• Objectives:
1. In the passage on securities registration requirements, what share of an issuer's stock must a stockholder own for any contract with that stockholder to count as a material contract?
2. Copy the portion of the securities registration passage starting at "Any contract, whether" and ending at "of this Act.".
3. Proceed with the securities registration passage from the point where it stops.

• Passage:
Any contract, whether or not made in the ordinary course of business with any stockholder, whether a natural or juridical person, owning more than ten (10%) per centum of the shares of the issuer shall be deemed a material contract for the purpose of this Act.

(27) A balance sheet as of a date not more than ninety days prior to the date of the filing of the registration statement showing all of the assets of the issuer, the nature and cost thereof, whenever determinable with intangible items segregated, including any loan to or from any officer, director, stockholder or person directly or indirectly controlling or controlled by the issuer, or person under direct or indirect common control with the issuer. In the event any such assets consist of shares of stock in other companies, the balance sheet and profit and loss statements of such companies for the past three years shall likewise be enclosed. All the liabilities of the issuer, including surplus of the issuer, showing how and from what sources such surplus was created, all as of a date not more than ninety days prior to the filing of the registration statement. If such statement is not certified by an independent certified public accountant, in addition to the balance sheet required to be submitted under this schedule, a similar detailed balance sheet of the assets and liabilities of the issuer, certified by an independent certified public accountant, of a date not more than one year prior to the filing of the registration statement, shall be submitted.

(28) A profit and loss statement of the issuer showing earnings and income, the nature and source thereof, and the expenses and fixed charges in such detail and such form as the Commission shall prescribe for the latest fiscal year for which such statement is available and for the two preceding fiscal years, year by year, or, if such issuer has been in actual business for less than three years, then for such time as the issuer has been in actual business, year by year. If the date of the filing of the registration statement is more than six months after the close of the last fiscal year, a statement from such closing date to the latest practicable date. Such statement shall show what the practice of the issuer has been during the three years or lesser period as to the character of the charges, dividends or other distributions made against its various surplus accounts, and as to depreciation, depletion, and maintenance charges, and if stock dividends or avails from the sale of rights have been credited to income, they shall be shown separately with statement of the basis upon which credit is computed. Such statement shall also differentiate between recurring and nonrecurring income and between any investment and operating income. Such statement shall be certified by an independent certified public accountant.

• Raw data:
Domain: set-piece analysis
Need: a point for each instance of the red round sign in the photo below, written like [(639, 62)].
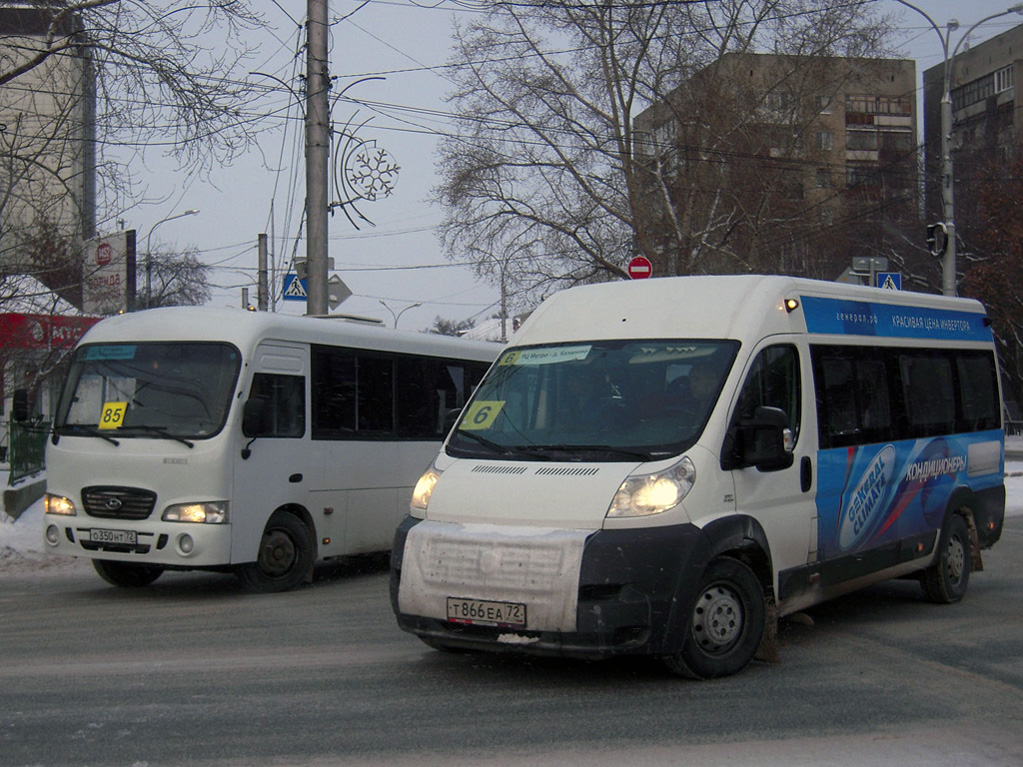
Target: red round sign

• In response:
1. More than ten percent of the issuer's shares.

2.
Any contract, whether or not made in the ordinary course of business with any stockholder, whether a natural or juridical person, owning more than ten (10%) per centum of the shares of the issuer shall be deemed a material contract for the purpose of this Act.

3.
(29) Any liabilities of the issuer to companies controlling or controlled by the issuer shall be disclosed in full detail as to use of the proceeds thereof, the maturity and repayment schedule, nature of security thereof, the rate of interest and other terms and conditions thereof. If the proceeds, or any part of the proceeds, of the security to be issued is to be applied directly or indirectly to the purchase of any business, a profit and loss statement of such business, certified by an independent certified public accountant, meeting the requirements of subparagraph (28) of this subsection, for the three preceding fiscal years, together with a balance sheet, similarly certified, of such business, meeting the requirements of subparagraph (27) hereof of a date not more than ninety days prior to the filing of the registration statement or at the date such business was acquired by the issuer more than ninety days prior to the filing of the registration statement.

(30) A copy of any agreement or agreements or, if identical agreements are used, the forms thereof made with any underwriter, including all contracts and agreements referred to in subparagraph (19) hereof.

(31) A copy of the opinion or opinions of independent counsel in respect to the legality of the issue.

(32) A copy of all material contracts referred to in subparagraph (26) hereof, but no disclosure shall be required by the Commission of any portion of any such contract if the disclosure of such portion would impair the value of the contract and would not be necessary for the protection of the investors.

(33) A detailed statement showing the items of cash, property, services, patents, goodwill, and any other consideration for which securities have been or are to be issued in payment.

(34) The amount of cash to be paid as promotion fees, or of capital stock which is to be set aside and disposed of as promotion stock, and a statement of all stock issued from time to time as promotion stock.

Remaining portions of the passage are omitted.